:: DIRECTIVE ::
Return each line of the entries below that contains the word "every".

:: DATA ENTRIES ::
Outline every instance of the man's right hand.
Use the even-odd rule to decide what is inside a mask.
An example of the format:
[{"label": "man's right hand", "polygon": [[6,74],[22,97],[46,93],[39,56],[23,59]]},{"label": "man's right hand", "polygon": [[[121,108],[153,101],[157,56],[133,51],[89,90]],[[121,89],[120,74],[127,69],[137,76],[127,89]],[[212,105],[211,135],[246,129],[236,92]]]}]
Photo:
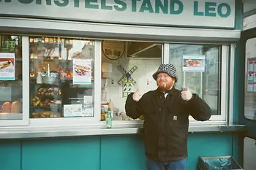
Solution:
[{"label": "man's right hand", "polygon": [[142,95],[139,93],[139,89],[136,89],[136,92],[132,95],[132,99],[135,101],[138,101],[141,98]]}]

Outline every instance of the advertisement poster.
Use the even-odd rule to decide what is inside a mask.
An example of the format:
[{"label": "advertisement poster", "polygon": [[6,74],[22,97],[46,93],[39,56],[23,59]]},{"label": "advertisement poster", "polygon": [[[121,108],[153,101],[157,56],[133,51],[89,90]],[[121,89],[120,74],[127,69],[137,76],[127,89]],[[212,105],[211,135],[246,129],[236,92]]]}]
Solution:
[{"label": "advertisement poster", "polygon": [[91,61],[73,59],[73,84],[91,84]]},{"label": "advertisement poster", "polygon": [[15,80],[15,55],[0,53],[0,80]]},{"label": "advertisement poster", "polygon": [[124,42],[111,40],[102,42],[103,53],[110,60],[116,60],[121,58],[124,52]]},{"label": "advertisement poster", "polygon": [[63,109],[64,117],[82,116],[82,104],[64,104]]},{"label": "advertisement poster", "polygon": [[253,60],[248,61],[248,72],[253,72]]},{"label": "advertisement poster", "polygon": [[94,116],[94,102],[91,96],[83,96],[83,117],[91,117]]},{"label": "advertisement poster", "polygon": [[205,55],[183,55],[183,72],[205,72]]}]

--

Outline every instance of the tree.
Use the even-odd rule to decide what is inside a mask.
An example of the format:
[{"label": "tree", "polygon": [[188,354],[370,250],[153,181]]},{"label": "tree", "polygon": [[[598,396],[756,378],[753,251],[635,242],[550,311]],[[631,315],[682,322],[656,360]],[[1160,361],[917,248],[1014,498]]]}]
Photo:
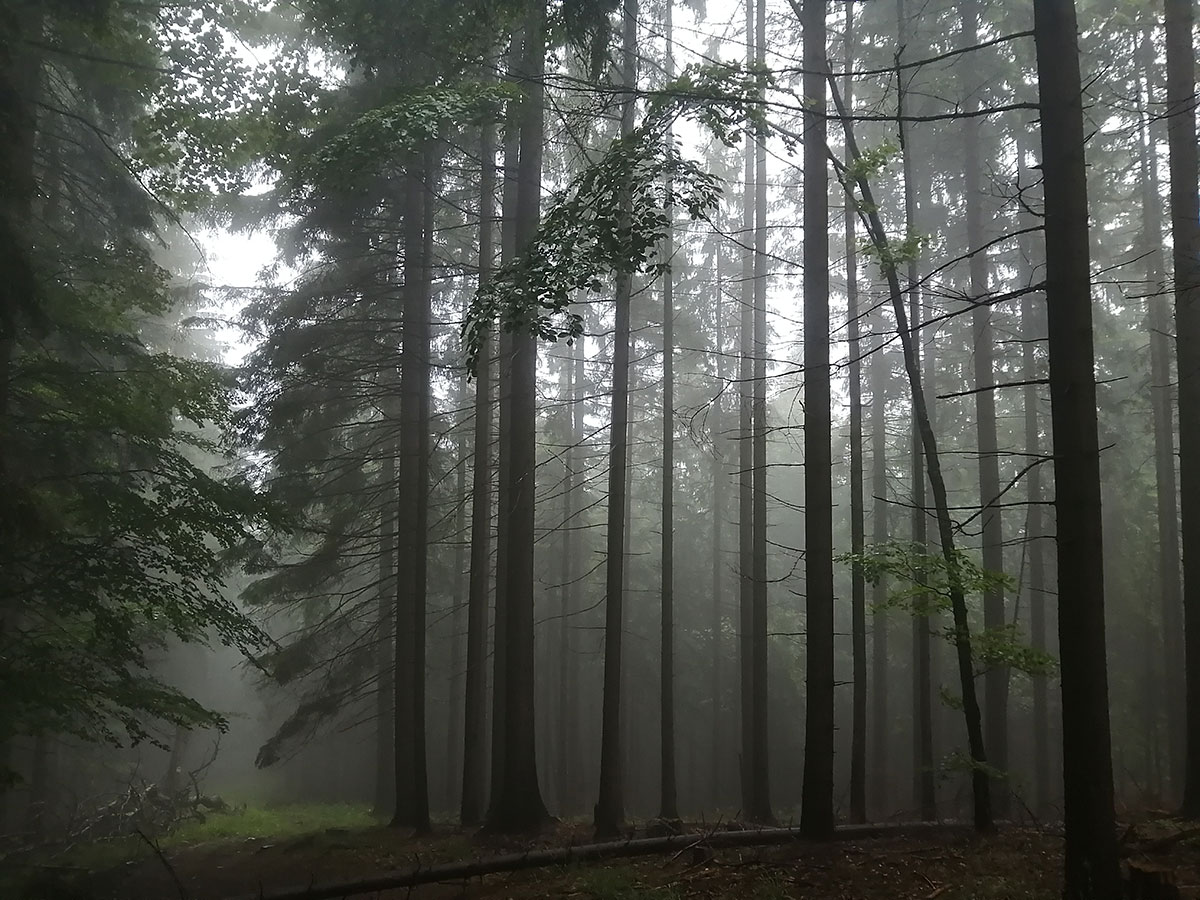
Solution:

:: RESULT OF THE EXERCISE ::
Outline every instance of the man's right hand.
Outline every instance of the advertisement poster.
Outline every instance of the tree.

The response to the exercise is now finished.